== What is being asked ==
Copy out every one of the entries below, replacing "Drop a single marker" with "Place one point" and leaving all else as it is.

== Records ==
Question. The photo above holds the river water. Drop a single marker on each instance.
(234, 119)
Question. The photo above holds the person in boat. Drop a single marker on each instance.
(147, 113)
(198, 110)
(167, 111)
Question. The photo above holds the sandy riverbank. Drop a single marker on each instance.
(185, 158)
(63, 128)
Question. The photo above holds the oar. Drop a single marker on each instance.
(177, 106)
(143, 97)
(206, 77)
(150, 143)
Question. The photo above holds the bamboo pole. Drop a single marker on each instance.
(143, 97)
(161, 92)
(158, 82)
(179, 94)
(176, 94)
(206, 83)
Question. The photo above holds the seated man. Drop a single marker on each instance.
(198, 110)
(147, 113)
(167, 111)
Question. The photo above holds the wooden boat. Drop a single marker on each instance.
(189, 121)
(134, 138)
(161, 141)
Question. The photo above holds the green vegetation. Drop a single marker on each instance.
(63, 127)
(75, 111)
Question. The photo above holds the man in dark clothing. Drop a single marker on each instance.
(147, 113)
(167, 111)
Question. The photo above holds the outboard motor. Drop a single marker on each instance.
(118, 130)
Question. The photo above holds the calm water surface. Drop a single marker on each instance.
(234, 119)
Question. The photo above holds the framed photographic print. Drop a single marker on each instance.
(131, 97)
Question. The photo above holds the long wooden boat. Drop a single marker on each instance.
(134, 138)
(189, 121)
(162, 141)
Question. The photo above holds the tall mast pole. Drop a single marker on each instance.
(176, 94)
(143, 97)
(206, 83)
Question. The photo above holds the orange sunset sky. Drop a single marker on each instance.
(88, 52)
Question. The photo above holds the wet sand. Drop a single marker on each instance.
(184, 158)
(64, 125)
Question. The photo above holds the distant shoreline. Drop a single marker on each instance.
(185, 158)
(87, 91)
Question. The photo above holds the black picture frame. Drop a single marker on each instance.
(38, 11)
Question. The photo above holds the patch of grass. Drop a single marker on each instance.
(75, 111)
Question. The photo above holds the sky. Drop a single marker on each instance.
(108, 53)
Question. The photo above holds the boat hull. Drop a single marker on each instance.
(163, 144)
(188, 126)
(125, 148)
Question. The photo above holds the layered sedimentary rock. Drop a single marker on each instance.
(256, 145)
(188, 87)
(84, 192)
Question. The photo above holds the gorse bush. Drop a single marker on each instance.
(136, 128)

== Response to this task ==
Question. The photo above holds the river water. Place one point on each instance.
(234, 119)
Question. The photo above holds the person in boat. Place one point on each instance.
(147, 113)
(198, 110)
(167, 111)
Question. The photo above holds the sandy riverbank. Place one point on each instance.
(185, 158)
(63, 128)
Question. The photo above holds the oar. Place one point on each instance.
(177, 106)
(143, 97)
(206, 77)
(150, 143)
Question. The photo above holds the bamboo pole. Place one point on each instance.
(143, 97)
(161, 92)
(158, 82)
(179, 94)
(176, 94)
(206, 83)
Question. The photo above holds the seated man. Place one point on each instance.
(198, 110)
(147, 113)
(167, 111)
Question. The photo above holds the wooden boat. Place one point on each instance.
(189, 121)
(134, 138)
(161, 141)
Question. The photo above holds the green vegetation. Place one point on each instance.
(63, 127)
(75, 111)
Question. The photo above holds the man in dark clothing. Place one point on each instance.
(147, 113)
(167, 111)
Question. The photo above holds the outboard motor. Place one point on each instance.
(118, 130)
Question. The photo above holds the calm water surface. Place one point on each instance.
(234, 119)
Question. The photo above holds the framed photographic print. Place one point on each instance.
(131, 97)
Question. The photo above holds the long wooden boat. Place one point on each instance.
(134, 138)
(189, 121)
(162, 141)
Question. The photo above holds the tall mast pole. Place one point on each instance.
(176, 94)
(143, 97)
(206, 83)
Question. The photo above holds the orange sunset sky. Place one point on each instance.
(88, 52)
Question. The photo above holds the wet sand. Place one point on each instance.
(184, 158)
(64, 125)
Question. The photo above holds the distant shoreline. Place one point on each instance.
(185, 158)
(87, 91)
Question. The photo above holds the black picture frame. Place one point on each instance.
(38, 11)
Question. The photo above holds the patch of grass. Place one point on each instance.
(75, 111)
Question. The photo above holds the sky. Place one point on each instance.
(108, 53)
Question. The photo above holds the boat hull. Place one point on each instance.
(163, 144)
(188, 126)
(125, 148)
Question. The photo above holds the layered sedimentary rock. Place one point on each instance.
(256, 145)
(188, 87)
(84, 192)
Question. The photo above holds the gorse bush. Place one point on each instance.
(136, 128)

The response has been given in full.